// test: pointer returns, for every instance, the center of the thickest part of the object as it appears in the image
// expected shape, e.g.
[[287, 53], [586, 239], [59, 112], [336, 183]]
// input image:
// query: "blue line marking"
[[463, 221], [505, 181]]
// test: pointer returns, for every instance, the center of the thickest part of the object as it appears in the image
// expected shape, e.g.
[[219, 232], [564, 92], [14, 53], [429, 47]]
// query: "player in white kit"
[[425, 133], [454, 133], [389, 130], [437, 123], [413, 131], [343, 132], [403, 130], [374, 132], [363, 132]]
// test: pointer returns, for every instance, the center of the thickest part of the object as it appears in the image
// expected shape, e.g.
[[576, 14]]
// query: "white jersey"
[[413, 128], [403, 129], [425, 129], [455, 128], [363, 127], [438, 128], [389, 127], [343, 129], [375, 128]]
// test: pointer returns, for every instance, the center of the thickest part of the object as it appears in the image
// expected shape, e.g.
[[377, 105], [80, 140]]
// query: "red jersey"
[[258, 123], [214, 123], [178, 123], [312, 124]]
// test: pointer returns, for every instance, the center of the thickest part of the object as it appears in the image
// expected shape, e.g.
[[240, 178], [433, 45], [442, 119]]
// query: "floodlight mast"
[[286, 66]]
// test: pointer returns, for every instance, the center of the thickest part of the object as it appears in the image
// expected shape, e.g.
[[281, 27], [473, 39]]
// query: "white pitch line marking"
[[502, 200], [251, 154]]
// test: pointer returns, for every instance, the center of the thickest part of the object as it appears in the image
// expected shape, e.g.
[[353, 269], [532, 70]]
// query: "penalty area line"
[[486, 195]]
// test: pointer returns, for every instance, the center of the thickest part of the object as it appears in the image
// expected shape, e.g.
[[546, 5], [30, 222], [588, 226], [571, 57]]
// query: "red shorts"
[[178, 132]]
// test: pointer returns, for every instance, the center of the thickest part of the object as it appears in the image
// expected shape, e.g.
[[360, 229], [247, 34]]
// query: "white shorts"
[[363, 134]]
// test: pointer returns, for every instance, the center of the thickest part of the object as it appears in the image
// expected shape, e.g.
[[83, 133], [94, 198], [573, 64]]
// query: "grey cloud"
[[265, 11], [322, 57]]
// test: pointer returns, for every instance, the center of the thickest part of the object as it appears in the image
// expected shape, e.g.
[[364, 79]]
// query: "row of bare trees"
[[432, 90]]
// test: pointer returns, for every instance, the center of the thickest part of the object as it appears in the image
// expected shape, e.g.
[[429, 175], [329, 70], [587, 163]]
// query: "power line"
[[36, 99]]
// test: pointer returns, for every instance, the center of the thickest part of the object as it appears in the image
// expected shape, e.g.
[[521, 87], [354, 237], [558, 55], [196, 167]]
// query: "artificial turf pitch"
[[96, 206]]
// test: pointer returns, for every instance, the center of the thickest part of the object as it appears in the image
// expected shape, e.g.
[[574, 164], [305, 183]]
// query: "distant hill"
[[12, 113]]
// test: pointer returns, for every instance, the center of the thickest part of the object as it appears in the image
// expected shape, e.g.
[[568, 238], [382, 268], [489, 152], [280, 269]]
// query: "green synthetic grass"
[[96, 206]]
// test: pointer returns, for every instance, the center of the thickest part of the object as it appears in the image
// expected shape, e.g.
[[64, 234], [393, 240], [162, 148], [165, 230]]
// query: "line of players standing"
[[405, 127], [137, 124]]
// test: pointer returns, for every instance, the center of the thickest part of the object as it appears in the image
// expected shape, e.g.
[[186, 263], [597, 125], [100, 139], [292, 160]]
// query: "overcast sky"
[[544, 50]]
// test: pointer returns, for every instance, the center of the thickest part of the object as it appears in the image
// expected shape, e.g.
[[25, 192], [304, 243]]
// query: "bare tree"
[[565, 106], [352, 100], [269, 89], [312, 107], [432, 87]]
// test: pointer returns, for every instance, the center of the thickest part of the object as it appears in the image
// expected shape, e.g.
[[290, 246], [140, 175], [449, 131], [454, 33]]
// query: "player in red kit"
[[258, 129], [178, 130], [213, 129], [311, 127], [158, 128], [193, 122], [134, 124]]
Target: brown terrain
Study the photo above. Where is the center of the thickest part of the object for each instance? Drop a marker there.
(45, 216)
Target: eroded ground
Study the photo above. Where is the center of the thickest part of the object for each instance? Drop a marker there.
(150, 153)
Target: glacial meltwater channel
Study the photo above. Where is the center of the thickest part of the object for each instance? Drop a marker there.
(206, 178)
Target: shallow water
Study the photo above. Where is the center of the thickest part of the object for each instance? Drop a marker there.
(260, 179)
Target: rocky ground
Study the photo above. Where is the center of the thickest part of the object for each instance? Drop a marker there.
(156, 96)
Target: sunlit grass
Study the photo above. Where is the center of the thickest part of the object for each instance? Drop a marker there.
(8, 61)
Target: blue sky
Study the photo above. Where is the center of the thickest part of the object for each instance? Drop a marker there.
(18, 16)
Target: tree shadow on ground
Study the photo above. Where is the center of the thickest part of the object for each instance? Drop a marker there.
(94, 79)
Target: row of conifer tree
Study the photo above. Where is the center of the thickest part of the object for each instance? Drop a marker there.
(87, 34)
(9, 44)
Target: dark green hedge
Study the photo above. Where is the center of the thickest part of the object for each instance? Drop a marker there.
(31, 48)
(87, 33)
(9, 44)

Task brief: Print the stretch of the records from their first line through the line that contains "[[286, 66]]", both ends included, reproducing every line verbatim.

Exercise response:
// test: pointer returns, for every instance, the center of the thickest part of the object as it appears in the image
// expected shape, e.g.
[[287, 53], [586, 239], [59, 112], [336, 183]]
// input image:
// query: "blue line marking"
[[463, 221], [505, 181]]
// test: pointer returns, for every instance, the center of the thickest part of the object as it appears in the image
// expected shape, e.g.
[[219, 232], [564, 92], [14, 53], [429, 47]]
// query: "player in white kit"
[[425, 133], [454, 133], [389, 130], [437, 123], [413, 131], [343, 132], [403, 130], [374, 132], [363, 132]]
// test: pointer returns, for every instance, the center of the thickest part of the object as it appears in the image
// expected shape, e.g.
[[576, 14]]
// query: "white jersey"
[[413, 128], [403, 129], [425, 129], [455, 128], [363, 127], [438, 128], [389, 127], [343, 129], [375, 128]]
// test: pointer returns, for every instance, the center of the thickest part of the object as it appears in the image
// expected shape, e.g.
[[377, 105], [80, 140]]
// query: "red jersey"
[[258, 123], [214, 123], [178, 123], [312, 124]]
// test: pointer returns, for every instance, the center of the thickest part of the object as it appears in the image
// expected shape, e.g.
[[240, 178], [433, 45], [442, 119]]
// query: "floodlight mast"
[[286, 66]]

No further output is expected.